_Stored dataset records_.
[Start]

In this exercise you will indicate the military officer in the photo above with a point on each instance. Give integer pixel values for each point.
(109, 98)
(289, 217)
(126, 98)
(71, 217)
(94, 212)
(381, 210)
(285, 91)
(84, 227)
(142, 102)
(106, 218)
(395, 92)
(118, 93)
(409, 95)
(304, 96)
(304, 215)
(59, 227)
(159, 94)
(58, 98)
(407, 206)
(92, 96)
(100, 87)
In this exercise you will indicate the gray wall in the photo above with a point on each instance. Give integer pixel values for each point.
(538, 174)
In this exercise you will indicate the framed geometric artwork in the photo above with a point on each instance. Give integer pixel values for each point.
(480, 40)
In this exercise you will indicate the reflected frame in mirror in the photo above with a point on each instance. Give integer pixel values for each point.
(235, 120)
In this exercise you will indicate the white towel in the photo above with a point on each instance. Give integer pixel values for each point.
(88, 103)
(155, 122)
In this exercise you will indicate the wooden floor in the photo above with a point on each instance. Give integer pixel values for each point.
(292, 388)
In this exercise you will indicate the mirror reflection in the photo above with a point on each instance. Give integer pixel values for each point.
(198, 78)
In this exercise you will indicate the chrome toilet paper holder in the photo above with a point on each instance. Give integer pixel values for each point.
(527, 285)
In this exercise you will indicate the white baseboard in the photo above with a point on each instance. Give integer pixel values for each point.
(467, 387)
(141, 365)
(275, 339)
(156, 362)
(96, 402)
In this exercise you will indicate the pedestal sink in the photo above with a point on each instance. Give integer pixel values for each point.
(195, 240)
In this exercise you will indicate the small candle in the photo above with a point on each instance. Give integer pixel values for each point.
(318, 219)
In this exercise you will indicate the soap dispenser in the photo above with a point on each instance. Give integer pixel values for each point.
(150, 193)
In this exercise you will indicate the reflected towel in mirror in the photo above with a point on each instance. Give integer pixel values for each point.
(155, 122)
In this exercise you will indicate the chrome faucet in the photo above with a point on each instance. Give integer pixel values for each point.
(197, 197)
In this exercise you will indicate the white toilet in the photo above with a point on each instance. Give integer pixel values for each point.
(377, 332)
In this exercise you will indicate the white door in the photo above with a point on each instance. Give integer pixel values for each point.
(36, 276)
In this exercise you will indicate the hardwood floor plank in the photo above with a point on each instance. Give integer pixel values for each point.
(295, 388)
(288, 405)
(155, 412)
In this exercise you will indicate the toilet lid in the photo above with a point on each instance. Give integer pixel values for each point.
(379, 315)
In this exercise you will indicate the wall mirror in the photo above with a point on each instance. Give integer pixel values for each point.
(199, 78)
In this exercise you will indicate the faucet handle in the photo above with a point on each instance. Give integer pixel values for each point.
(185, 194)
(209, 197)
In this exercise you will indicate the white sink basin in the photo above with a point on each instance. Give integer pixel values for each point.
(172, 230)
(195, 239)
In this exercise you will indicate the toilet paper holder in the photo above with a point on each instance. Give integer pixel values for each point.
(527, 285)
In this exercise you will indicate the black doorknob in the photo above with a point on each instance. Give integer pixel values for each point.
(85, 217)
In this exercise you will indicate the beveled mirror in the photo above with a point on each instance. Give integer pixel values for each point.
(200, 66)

[End]

_Exercise details_.
Rewrite all the records above with "integer" switched to "whole-number" everywhere it occurs, leaving everything else unchanged.

_Reply_.
In this exercise you will indicate the military officer in the photo above with a point on each instance. Give whole-number pixel values for each point.
(109, 98)
(289, 217)
(126, 98)
(71, 217)
(94, 212)
(381, 210)
(285, 91)
(84, 227)
(142, 102)
(106, 218)
(395, 92)
(118, 93)
(409, 95)
(304, 96)
(304, 215)
(59, 227)
(159, 94)
(58, 98)
(407, 206)
(92, 96)
(100, 87)
In this exercise you will indicate the gray wall in the photo above with a point on each instance. Give whole-number pixel values for each point.
(538, 174)
In this exercise you will indicate the framed geometric artwork in the photo above with a point on each instance. Give whole-number pixel values for each point.
(480, 40)
In this exercise you will indicate the reflected frame in mirror in the photo above with a point on each instance. Give whole-number pixel values for each point.
(235, 120)
In this exercise you will indicate the white towel in the photo above with a point on each instance. Give whole-number pixel values for each point.
(88, 103)
(155, 122)
In this exercise you will indicate the wooden floor in the photo above with a point on each instance. Give whole-number pixel values for each point.
(292, 388)
In this exercise you will indicate the mirror reflection in the photo above with a point on each instance. Give whole-number pixel values for each point.
(198, 78)
In this exercise you will indicate the chrome toilet paper holder in the photo above with a point on each instance. Give whole-number pixel values for each point.
(527, 285)
In this exercise you will indicate the white baseboard in the photo above with a point on each instance. Give whole-number pixel values for each point.
(467, 387)
(141, 365)
(275, 339)
(156, 362)
(96, 402)
In this exercise you will indicate the pedestal sink in the photo above with a point on each instance. Give whole-number pixel values for each point.
(195, 240)
In this exercise you will indicate the small candle in the photo above with a point on each instance. Give whole-number pixel values for each point.
(318, 219)
In this exercise you will indicate the soap dispenser in the photo above with a point on each instance. Give whole-number pixel values for each point.
(150, 193)
In this exercise you will indicate the reflected towel in mirror in the photo above with a point on each instance. Give whole-number pixel values for each point.
(155, 122)
In this exercise you will indicate the chrome faucet in the photo above with a point on each instance. Give whole-number pixel values for each point.
(197, 197)
In this exercise you will indicate the white toilet in the photo above with a point on each instance. Give whole-number pixel values for each point.
(377, 332)
In this exercise you will indicate the white door in the photo above with a point on each instance. Give whole-number pixel values for each point.
(36, 276)
In this exercise you will indicate the hardwood floor plank in the photo above with a point on each instance. Give whole-number pixel values for each point.
(295, 388)
(288, 405)
(155, 412)
In this exercise you will indicate the toilet lid in the photo above with a point on each instance. Give whole-number pixel values for each point.
(379, 315)
In this exercise you will indicate the wall mirror in the photo above with a point on each instance. Give whole-number pixel values for each point.
(199, 78)
In this exercise you will indicate the faucet handle in the photo above with a point on each instance. Give whole-number pixel values for each point.
(185, 194)
(209, 197)
In this exercise you will indicate the white sink basin in the photo above with a point on each instance. Give whole-number pixel values for each point.
(172, 230)
(195, 239)
In this exercise you will indicate the toilet paper holder in the photo above with a point on each instance. Give whole-number pixel values for each point.
(527, 285)
In this exercise you will indicate the black doorknob in the photo above with a point on each instance. Give whole-number pixel values for each point.
(85, 217)
In this exercise you will indicate the beveled mirror in the photo above with a point on each instance. Give whole-number pixel values for each point.
(200, 66)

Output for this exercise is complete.